→ **Provided text**:
+ + + + + + +

Tom is a Member in Stoll Keenon Ogden’s Louisville office and has been with the firm for nearly 30 years. Drawing on his experience gained from decades of contributions to the Businesses Services practice, coupled with a vibrant academic practice, Tom advises clients on all aspects of business entity organization, including related tax and securities laws, and disputes amongst business owners.

Tom’s work on behalf of his clients and the development of law generally has been oft recognized. In 2004 he was elected to membership in the American Law Institute. In 2016, he was appointed to one of the only twenty-six positions nationwide on the American Bar Association’s Committee on Corporate Laws. In 2017, Tom was named a Best Lawyers in America “Lawyer of the Year” in Corporate Governance Law, and in 2018 he received the Martin I. Lubaroff Award.

Tom is a prolific author on a variety of topics including the organization of limited liability companies, and various of his articles have been cited by courts in Kentucky, Florida, Delaware and by the 6th and the 7th Circuit Courts of Appeal. One of his articles was cited to the United States Supreme Court in an amicus brief filed by a group of business law professors in connection with the Hobby Lobby and Conestoga Wood cases decided in 2014. In 2018 he became a co-author of Ribstein and Keatinge on Limited Liability Companies.

+ + + + + + +

→ **Data shown**:

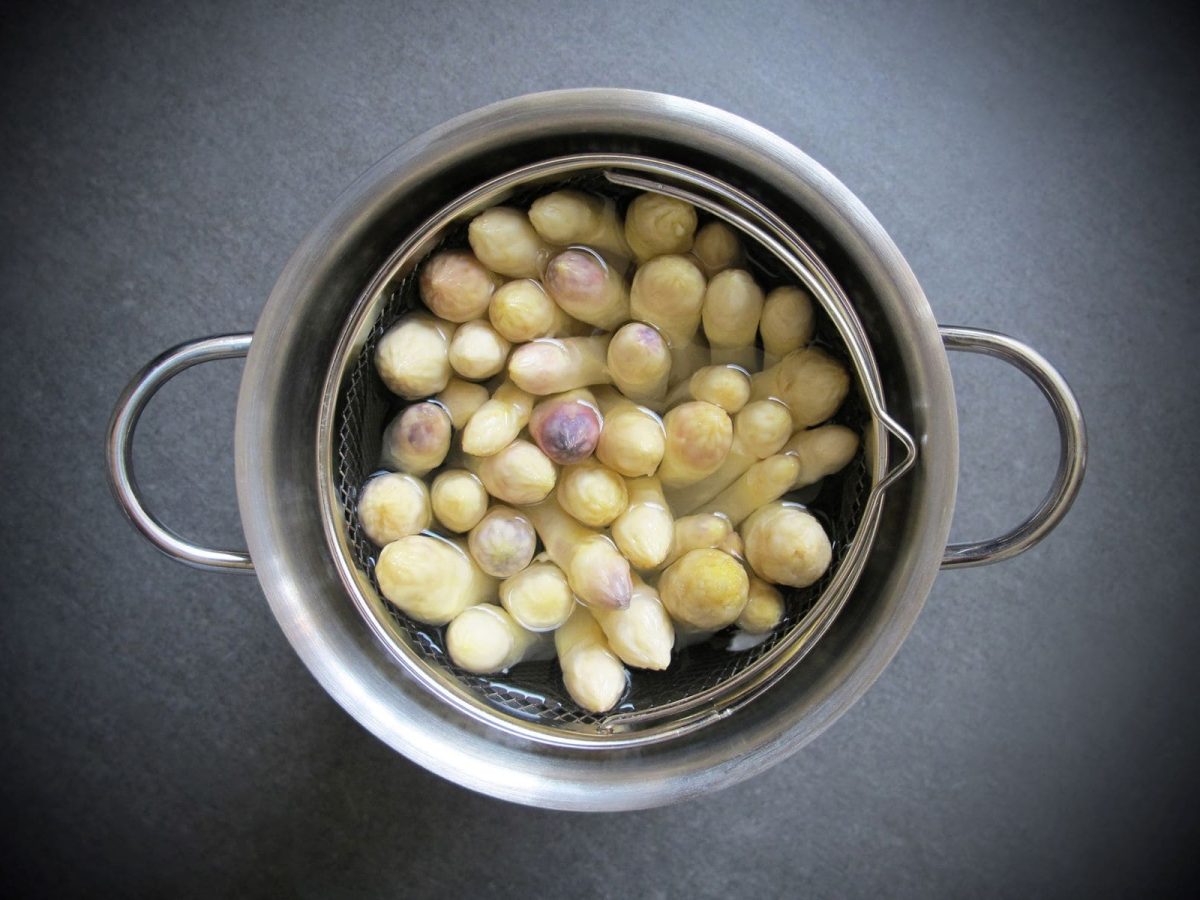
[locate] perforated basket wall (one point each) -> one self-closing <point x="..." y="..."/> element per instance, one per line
<point x="534" y="690"/>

+ + + + + + +

→ **Exercise tasks**:
- A) According to the attorney biography above, in what year was Tom elected to membership in the American Law Institute?
- B) Turn the paragraph of the attorney biography that begins "Tom's work on behalf of his clients" into a short list that keeps its main facts.
- C) Write the next paragraph of the attorney biography, picking up after its final sentence.

→ **Answers per task**:
- A) 2004

- B)
- 2004: elected to membership in the American Law Institute
- 2016: appointed to the American Bar Association's Committee on Corporate Laws, one of only twenty-six positions nationwide
- 2017: named a Best Lawyers in America "Lawyer of the Year" in Corporate Governance Law
- 2018: received the Martin I. Lubaroff Award

- C)
In addition to his work on behalf of clients of Stoll Keenon Ogden, Tom serves as an adjunct professor at the University of Kentucky College of Law and is the Gordon Davidson Fellow at the University of Louisville Louis D. Brandeis School of Law. Business Services: Tom’s practice is substantially concentrated in providing counsel on the structure of various commercial enterprises, helping clients decide whether their ventures should be organized as a corporation, limited liability company, a partnership or other organizational form. Having helped clients make that decision, he prepares the organizational documents for the venture and, as it develops over time, advises and drafts with respect to document amendments.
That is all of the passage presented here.